Work instruction: Show all lines containing "bowl" from the data below.
━━ Records for this task
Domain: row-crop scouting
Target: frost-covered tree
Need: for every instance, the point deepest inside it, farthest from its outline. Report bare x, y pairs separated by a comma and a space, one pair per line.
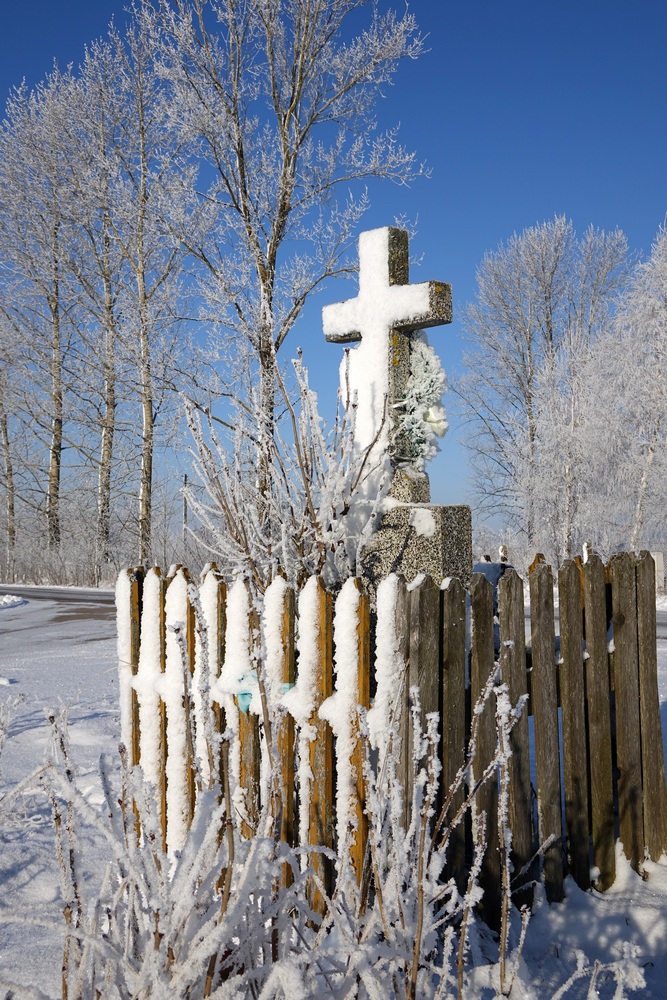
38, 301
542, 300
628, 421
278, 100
━━━━
━━ Records for this task
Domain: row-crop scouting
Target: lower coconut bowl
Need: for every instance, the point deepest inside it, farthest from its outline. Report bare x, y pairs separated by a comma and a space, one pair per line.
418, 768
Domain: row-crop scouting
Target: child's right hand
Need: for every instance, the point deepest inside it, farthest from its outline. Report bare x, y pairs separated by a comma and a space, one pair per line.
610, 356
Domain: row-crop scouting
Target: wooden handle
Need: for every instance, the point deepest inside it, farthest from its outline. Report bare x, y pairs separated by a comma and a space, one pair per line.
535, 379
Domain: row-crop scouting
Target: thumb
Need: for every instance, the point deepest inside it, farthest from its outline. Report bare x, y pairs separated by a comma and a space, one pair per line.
━━━━
━━ Records for this task
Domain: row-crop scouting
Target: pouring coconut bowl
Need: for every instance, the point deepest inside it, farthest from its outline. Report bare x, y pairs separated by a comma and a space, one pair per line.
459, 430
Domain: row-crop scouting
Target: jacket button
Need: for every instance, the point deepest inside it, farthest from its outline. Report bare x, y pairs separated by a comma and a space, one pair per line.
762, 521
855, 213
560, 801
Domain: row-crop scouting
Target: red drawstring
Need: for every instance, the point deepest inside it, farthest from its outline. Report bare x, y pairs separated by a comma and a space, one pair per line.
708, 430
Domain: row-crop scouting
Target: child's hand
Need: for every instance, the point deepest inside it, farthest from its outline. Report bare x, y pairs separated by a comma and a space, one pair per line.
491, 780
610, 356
━━━━
Exercise answer:
Target: lower coconut bowl
Target: pouring coconut bowl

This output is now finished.